KETENTUAN TUGAS:
[1] Ringkaslah dokumen sumber tentang perjalanan dakwah Habib Ali Al-Jufri dalam dua kalimat.
[2] Dalam dokumen sumber tentang dakwah Habib Ali Al-Jufri, ubah paragraf yang diawali "Dalam berdakwah, ia aktif menjalin" menjadi daftar berbutir tanpa menghilangkan fakta utamanya.
[3] Lanjutkan dokumen sumber tentang perjalanan dakwah Habib Ali Al-Jufri mulai dari kalimat terakhirnya.

DOKUMEN SUMBER:
+ + + + +

Negara-negara non-Arab di Asia, di
antaranya Indonesia, Malaysia, Singapura, India, Bangladesh, Sri Lanka.
Di Afrika, di antaranya ia mengunjungi Kenya dan Tanzania. Sedangkan di
Eropa, dakwahnya telah merambah Inggris, Jerman, Prancis, Belgia,
Belanda, Irlandia, Denmark, Bosnia Herzegovina, dan Turki. Ia pun
setidaknya telah empat kali mengadakan perjalanan dakwah ke Amerika
Serikat; pertama tahun 1998, kedua tahun 2001, ketiga tahun 2002, dan
keempat tahun 2008. Di samping juga mengunjungi Kanada
Perjalanan dakwahnya ke berbagai negeri membawa kesan tersendiri di hati
para jama’ah yang mendengarkan penjelasan dan pesan-pesannya.
Di Jerman, ia membuat jama’ah masjid sebanyak tiga lantai menangis
tersedu-sedu mendengar taushiyahnya. Orang-orang yang tinggal di Barat,
yang cenderung keras hatinya, ternyata bisa lunak di tangan Habib Ali.
Di Amerika ada yang merasa bahwa memandang dan berkumpul bersama Habib
Ali Al-Jufri selama satu malam cukup untuk memberinya tenaga dan
semangat untuk beribadah selama tiga bulan. Di Inggris ia terlibat
pelaksanaan Maulid Nabi di stadion Wembley. Di Denmark ia mengadakan
jumpa pers dengan kalangan media massa.
Di Darul Musthafa,
Tarim, Hadhramaut setiap tahun, bulan Rajab-Sya`ban, ia menjadi
pembicara rutin Daurah Internasional. Ia pun merangkul para dai muda di
Timur Tengah, serta membimbing dan memberikan petunjuk kepada para
pemuda yang berbakat. Ia suka duduk bersama para pemuda dan mengadakan
dialog terbuka secara bebas.
Dalam berdakwah, ia aktif menjalin
hubungan dengan berbagai kalangan masyarakat. Ia memasuki kalangan yang
paling bawah, seperti suku-suku di Afrika, hingga kalangan paling atas,
seperti keluarga keamiran Abu Dhabi. Ia berhubungan dengan kalangan
awam hingga kalangan yang paling alim, seperti Syaikh Muhammad Said
Ramadhan Al-Buthi (mufti de facto negeri Syria), Syaikh Ali Jum`ah
(mufti Mesir), dan ulama-ulama besar lainnya.

+ + + + +

INFORMASI YANG DIBERIKAN:
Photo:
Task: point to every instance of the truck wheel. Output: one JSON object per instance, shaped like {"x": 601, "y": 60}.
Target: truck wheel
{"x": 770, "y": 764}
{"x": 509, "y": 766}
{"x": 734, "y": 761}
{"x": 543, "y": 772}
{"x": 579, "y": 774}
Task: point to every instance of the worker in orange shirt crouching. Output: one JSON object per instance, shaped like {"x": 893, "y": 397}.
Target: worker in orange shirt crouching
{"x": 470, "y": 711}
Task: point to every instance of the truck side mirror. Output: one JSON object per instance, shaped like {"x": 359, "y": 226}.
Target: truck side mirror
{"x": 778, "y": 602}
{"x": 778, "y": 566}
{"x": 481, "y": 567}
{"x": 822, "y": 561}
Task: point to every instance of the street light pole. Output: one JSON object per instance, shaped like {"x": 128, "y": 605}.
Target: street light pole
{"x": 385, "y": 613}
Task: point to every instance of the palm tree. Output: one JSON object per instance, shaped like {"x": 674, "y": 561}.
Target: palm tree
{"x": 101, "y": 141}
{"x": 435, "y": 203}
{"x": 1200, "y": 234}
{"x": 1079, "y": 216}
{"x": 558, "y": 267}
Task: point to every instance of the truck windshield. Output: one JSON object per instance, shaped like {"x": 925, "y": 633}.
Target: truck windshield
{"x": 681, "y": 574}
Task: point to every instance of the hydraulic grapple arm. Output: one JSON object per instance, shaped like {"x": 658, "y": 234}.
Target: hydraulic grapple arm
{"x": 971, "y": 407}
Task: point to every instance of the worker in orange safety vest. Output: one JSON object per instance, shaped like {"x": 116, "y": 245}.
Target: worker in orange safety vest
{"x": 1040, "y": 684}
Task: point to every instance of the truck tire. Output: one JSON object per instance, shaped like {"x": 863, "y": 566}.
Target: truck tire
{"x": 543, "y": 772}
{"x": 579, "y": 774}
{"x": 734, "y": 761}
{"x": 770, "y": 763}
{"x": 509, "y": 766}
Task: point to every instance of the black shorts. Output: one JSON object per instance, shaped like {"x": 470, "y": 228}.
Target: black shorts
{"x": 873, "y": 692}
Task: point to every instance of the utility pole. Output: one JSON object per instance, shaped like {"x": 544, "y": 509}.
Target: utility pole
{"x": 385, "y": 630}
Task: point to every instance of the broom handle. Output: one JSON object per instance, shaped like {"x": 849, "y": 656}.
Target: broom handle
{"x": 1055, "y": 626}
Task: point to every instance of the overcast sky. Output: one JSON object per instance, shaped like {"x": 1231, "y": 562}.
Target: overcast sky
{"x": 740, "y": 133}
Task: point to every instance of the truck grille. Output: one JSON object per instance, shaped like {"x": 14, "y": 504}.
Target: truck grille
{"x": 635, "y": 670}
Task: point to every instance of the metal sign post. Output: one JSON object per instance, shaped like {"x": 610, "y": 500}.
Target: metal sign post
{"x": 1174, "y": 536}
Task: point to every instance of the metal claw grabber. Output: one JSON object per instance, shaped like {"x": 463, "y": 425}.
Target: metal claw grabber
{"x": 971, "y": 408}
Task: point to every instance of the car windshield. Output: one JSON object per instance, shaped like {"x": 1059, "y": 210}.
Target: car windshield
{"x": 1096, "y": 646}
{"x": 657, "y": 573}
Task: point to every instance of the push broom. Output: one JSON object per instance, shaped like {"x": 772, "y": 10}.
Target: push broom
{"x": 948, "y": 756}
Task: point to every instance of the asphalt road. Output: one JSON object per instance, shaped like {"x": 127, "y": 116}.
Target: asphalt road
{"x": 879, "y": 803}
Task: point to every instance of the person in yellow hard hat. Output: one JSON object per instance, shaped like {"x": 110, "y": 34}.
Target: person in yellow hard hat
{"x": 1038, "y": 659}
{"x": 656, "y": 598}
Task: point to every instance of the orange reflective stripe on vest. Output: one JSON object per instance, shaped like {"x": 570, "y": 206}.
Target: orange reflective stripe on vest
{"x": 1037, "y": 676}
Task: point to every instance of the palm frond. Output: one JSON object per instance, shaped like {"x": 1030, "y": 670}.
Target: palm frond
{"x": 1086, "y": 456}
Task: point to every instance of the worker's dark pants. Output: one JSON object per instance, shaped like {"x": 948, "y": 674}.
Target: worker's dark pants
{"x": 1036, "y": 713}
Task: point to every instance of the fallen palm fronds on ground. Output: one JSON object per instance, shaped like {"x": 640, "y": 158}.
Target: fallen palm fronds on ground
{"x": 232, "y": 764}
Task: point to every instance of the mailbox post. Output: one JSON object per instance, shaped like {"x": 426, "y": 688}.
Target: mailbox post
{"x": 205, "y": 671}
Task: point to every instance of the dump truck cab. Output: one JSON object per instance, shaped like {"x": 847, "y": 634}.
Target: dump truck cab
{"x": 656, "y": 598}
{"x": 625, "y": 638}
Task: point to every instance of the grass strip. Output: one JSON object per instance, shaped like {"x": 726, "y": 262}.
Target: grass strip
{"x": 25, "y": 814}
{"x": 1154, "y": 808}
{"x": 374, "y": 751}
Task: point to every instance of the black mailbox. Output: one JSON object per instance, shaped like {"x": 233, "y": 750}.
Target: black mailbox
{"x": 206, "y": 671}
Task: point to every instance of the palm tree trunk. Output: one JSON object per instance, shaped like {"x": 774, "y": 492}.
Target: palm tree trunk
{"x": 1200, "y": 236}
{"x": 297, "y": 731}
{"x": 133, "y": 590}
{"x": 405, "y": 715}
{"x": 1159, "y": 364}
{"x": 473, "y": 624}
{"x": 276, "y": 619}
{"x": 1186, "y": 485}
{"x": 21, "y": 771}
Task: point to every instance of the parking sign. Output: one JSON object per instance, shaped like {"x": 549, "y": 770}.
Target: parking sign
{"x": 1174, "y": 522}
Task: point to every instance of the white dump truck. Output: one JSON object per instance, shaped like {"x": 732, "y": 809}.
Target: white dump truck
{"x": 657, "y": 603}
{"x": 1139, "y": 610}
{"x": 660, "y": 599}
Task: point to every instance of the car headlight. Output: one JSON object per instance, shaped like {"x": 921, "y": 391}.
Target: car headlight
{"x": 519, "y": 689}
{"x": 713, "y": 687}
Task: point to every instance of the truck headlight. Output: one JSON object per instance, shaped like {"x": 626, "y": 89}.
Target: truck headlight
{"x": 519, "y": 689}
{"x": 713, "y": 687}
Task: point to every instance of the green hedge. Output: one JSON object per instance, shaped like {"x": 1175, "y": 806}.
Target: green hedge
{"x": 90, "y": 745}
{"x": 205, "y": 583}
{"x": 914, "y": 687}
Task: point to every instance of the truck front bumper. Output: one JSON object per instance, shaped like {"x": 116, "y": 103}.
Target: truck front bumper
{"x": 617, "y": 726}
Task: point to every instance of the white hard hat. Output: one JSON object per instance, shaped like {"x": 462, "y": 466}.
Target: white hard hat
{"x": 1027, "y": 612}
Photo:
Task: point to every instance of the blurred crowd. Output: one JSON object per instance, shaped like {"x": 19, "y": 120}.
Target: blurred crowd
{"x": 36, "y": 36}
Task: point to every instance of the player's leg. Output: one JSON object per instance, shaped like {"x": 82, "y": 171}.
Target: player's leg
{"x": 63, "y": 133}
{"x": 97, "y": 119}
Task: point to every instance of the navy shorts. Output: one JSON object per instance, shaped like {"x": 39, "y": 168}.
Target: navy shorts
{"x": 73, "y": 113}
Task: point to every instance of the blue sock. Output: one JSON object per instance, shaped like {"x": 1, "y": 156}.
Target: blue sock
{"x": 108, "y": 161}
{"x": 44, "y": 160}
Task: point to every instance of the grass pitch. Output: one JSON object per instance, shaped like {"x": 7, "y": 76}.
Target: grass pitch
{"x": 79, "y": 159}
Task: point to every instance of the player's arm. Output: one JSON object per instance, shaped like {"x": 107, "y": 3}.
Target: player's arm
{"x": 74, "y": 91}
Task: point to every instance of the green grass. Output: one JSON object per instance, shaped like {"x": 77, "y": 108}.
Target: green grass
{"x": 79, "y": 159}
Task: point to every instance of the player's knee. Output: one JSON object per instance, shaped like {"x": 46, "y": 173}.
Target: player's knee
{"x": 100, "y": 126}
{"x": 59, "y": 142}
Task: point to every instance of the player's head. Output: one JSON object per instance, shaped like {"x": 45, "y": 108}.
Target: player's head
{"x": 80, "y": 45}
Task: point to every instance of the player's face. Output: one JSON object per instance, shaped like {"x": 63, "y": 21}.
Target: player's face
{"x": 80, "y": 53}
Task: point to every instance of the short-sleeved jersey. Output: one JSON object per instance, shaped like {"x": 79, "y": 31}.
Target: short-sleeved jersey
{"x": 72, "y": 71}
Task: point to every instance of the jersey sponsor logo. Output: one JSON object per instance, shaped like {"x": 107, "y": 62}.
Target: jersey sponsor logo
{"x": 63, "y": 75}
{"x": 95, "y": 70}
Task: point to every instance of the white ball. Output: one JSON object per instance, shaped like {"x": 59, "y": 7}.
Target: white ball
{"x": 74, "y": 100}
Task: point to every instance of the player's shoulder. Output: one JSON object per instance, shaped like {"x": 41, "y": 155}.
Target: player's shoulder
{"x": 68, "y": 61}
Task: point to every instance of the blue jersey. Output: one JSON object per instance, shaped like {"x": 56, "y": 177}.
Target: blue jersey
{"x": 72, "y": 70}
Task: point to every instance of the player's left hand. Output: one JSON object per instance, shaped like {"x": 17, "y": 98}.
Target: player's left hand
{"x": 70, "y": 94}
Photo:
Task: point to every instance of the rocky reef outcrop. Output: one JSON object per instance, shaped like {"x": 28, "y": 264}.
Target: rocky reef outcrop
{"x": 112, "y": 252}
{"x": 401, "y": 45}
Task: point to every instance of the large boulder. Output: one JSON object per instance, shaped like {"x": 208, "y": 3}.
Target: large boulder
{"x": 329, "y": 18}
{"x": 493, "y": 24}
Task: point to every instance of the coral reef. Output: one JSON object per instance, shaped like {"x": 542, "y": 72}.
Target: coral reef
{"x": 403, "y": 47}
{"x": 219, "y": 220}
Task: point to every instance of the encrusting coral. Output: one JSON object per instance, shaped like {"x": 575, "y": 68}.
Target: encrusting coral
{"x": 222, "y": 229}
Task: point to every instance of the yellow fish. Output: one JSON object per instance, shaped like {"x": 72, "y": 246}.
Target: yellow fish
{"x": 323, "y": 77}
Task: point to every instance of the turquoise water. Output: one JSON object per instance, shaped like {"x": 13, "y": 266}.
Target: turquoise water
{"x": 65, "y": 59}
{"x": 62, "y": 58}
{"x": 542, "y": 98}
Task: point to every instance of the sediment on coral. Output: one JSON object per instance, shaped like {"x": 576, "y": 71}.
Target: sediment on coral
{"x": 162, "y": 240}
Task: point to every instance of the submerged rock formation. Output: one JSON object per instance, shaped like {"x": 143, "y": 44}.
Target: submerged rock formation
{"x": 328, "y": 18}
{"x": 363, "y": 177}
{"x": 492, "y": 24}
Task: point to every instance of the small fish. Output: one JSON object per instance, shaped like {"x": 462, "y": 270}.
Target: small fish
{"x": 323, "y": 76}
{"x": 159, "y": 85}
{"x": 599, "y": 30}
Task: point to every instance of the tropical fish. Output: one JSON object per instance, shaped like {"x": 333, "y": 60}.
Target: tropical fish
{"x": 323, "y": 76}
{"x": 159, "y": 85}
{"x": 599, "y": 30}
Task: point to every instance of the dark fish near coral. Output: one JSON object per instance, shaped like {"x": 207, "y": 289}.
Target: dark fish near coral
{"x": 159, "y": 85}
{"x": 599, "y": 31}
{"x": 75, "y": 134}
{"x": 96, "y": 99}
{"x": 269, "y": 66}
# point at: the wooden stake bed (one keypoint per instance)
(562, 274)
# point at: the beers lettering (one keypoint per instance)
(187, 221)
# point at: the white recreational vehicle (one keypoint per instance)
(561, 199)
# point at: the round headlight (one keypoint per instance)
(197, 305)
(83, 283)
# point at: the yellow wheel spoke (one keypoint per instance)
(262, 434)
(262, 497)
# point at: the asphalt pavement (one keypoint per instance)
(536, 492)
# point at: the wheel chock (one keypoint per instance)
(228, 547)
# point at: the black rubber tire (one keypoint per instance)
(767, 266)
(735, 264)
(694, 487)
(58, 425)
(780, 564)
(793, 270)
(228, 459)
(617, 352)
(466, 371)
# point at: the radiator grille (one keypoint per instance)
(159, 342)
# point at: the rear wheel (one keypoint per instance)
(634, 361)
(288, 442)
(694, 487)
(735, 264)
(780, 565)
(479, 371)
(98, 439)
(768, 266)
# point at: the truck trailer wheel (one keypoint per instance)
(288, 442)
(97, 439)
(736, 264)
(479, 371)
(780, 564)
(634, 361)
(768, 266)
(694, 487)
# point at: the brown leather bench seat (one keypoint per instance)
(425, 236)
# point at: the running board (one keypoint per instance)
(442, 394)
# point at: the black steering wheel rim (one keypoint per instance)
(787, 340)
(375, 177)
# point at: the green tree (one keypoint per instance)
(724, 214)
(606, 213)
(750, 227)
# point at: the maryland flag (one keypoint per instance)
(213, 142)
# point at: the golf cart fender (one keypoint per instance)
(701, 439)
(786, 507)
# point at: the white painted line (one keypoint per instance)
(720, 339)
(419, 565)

+ + + + +

DAFTAR JAWABAN:
[1] Habib Ali Al-Jufri berdakwah ke banyak negara di Asia, Afrika, dan Eropa, serta setidaknya empat kali ke Amerika Serikat, dan perjalanannya membawa kesan tersendiri di hati para jama'ah. Ia juga menjadi pembicara rutin Daurah Internasional di Darul Musthafa, membimbing para pemuda, dan menjalin hubungan dengan berbagai kalangan, dari suku-suku di Afrika hingga keluarga keamiran Abu Dhabi dan ulama-ulama besar.

[2]
- Aktif menjalin hubungan dengan berbagai kalangan masyarakat.
- Kalangan paling bawah: suku-suku di Afrika.
- Kalangan paling atas: keluarga keamiran Abu Dhabi.
- Kalangan awam hingga yang paling alim, seperti Syaikh Muhammad Said Ramadhan Al-Buthi (mufti de facto negeri Syria), Syaikh Ali Jum`ah (mufti Mesir), dan ulama-ulama besar lainnya.

[3]
Banyak sekali
bintang film, artis dan aktris, para seniman, di Mesir yang bertaubat di
tangannya. Ini mengakibatkan pemerintah Mesir merasa khawatir, kalau
hal ini berlangsung terus akan memberikan dampak buruk bagi industri
perfilman Mesir, yang merupakan salah satu sumber penghasilan utama
setelah pariwisata. Artis yang sebelumnya “terbuka” jadi berhijab, yang
dulunya aktor jadi berdakwah.
Kini ia pun secara rutin tampil
di televisi. Penyampaian dakwahnya menyentuh akal dan hati. Cara
dakwahnya yang sejuk dan simpatik, pandangan-pandangannya yang cerdas
dan tajam, pembawaannya yang menarik hati, membuatnya semakin
berpengaruh dari waktu ke waktu.
Kemunculan Habib Ali di dunia
dakwah membawa angin segar bagi kaum muslimin, terutama kalangan Sunni.
Cara dakwahnya berbeda dengan dakwah kalangan yang cenderung keras,
kasar, dan kering dari nilai-nilai ruhani, serta cenderung menyerang
orang lain, dan banyak menekankan pada model konflik ketimbang harmoni
dengan kalangan non-muslim. Bahkan mereka memandang masyarakat muslim
sekarang sebagai reinkarnasi dari masyarakat Jahiliyah.
Beberapa waktu lalu koran Denmark kembali menampilkan kartun Nabi.
Berbeda dengan reaksi sebagian kalangan muslim yang penuh amarah dan
tindak kekerasan di dalam menanggapinya, Habib Ali Jufri dengan
kesejukan hatinya serta ketajaman pandangan, pikiran, akal, dan mata
bathinnya telah melakukan serangkaian langkah yang bervisi jauh ke
depan. Ia berharap, langkah-langkahnya akan berdampak positif bagi kaum
muslimin, terutama yang tinggal di negara-negara Barat, serta akan
menguntungkan dakwah Islam di masa kini dan akan datang.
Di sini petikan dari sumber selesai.